Written task
From the records below, pull out each line that contains the word "wire" and copy those lines.

Recorded information
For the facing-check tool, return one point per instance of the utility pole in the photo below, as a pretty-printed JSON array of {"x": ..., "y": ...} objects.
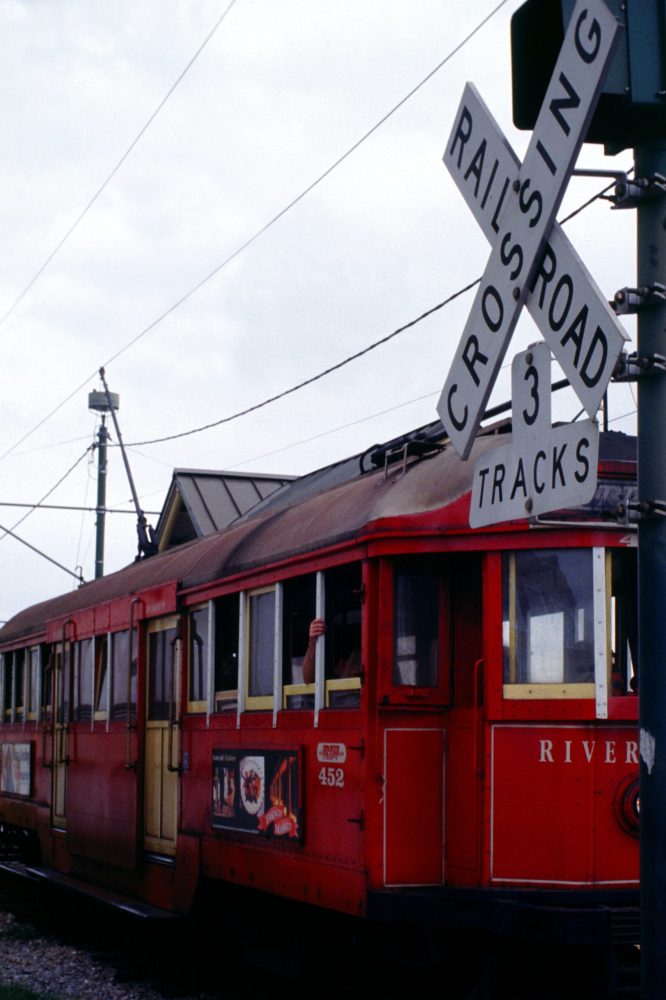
[{"x": 101, "y": 402}]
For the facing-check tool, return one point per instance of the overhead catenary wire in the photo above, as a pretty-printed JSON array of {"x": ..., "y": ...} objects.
[
  {"x": 268, "y": 225},
  {"x": 142, "y": 131},
  {"x": 8, "y": 531},
  {"x": 351, "y": 357},
  {"x": 46, "y": 495}
]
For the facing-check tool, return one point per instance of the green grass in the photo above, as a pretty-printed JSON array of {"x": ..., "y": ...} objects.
[{"x": 20, "y": 993}]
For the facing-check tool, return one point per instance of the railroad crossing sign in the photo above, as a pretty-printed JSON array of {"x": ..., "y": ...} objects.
[
  {"x": 544, "y": 468},
  {"x": 531, "y": 261}
]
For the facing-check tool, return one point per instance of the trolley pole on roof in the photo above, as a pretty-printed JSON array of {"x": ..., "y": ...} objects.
[{"x": 101, "y": 402}]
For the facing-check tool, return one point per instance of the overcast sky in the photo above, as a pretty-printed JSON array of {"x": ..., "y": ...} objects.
[{"x": 281, "y": 90}]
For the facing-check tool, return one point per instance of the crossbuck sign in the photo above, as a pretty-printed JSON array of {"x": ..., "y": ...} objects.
[{"x": 532, "y": 261}]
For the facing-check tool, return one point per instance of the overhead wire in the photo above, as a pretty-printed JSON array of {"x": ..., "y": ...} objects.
[
  {"x": 142, "y": 131},
  {"x": 347, "y": 360},
  {"x": 268, "y": 225},
  {"x": 9, "y": 531}
]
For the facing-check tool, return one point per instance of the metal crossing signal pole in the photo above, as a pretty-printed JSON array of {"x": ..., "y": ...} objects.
[
  {"x": 651, "y": 273},
  {"x": 632, "y": 114}
]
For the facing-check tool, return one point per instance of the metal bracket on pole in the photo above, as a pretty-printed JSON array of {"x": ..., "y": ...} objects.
[
  {"x": 628, "y": 193},
  {"x": 631, "y": 513},
  {"x": 632, "y": 300},
  {"x": 631, "y": 367}
]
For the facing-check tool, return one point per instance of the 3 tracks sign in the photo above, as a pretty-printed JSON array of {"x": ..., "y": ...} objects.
[{"x": 532, "y": 262}]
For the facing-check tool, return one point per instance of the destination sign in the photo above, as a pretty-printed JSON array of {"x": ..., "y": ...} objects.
[{"x": 523, "y": 217}]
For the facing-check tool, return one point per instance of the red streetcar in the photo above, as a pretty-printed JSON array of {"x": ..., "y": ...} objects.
[{"x": 465, "y": 754}]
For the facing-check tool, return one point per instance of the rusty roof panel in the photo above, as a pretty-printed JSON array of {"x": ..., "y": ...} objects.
[{"x": 284, "y": 528}]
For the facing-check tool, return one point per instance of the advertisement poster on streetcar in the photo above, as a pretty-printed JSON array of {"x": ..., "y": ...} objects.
[
  {"x": 16, "y": 773},
  {"x": 258, "y": 791}
]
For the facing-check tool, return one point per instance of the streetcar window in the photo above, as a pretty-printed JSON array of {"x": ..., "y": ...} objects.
[
  {"x": 261, "y": 650},
  {"x": 7, "y": 685},
  {"x": 101, "y": 690},
  {"x": 162, "y": 672},
  {"x": 298, "y": 611},
  {"x": 226, "y": 653},
  {"x": 19, "y": 682},
  {"x": 343, "y": 587},
  {"x": 624, "y": 621},
  {"x": 83, "y": 679},
  {"x": 63, "y": 675},
  {"x": 32, "y": 681},
  {"x": 123, "y": 673},
  {"x": 416, "y": 626},
  {"x": 548, "y": 619},
  {"x": 198, "y": 659},
  {"x": 47, "y": 681}
]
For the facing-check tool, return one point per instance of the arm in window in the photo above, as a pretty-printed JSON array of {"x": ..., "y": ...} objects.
[{"x": 317, "y": 628}]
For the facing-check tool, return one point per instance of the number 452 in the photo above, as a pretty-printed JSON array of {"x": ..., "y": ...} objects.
[{"x": 332, "y": 777}]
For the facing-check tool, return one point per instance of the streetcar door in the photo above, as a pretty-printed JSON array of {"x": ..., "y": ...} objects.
[
  {"x": 414, "y": 698},
  {"x": 60, "y": 713},
  {"x": 163, "y": 707}
]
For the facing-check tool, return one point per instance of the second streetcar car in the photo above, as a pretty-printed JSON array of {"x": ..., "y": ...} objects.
[{"x": 460, "y": 750}]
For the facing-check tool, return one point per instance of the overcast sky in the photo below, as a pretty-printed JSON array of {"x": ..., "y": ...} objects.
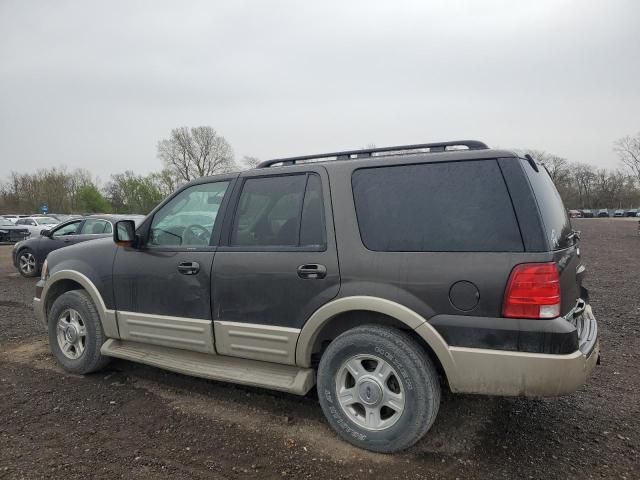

Solution to the problem
For the facing-check tool, return one point per instance of the overhead catenary wire in the photo above, as a pretty-printed JSON array of {"x": ..., "y": ...} objects.
For the facing-check tool, return one point per instance of the overhead wire in the photo above, as a pretty-printed JSON array of {"x": ..., "y": ...} objects.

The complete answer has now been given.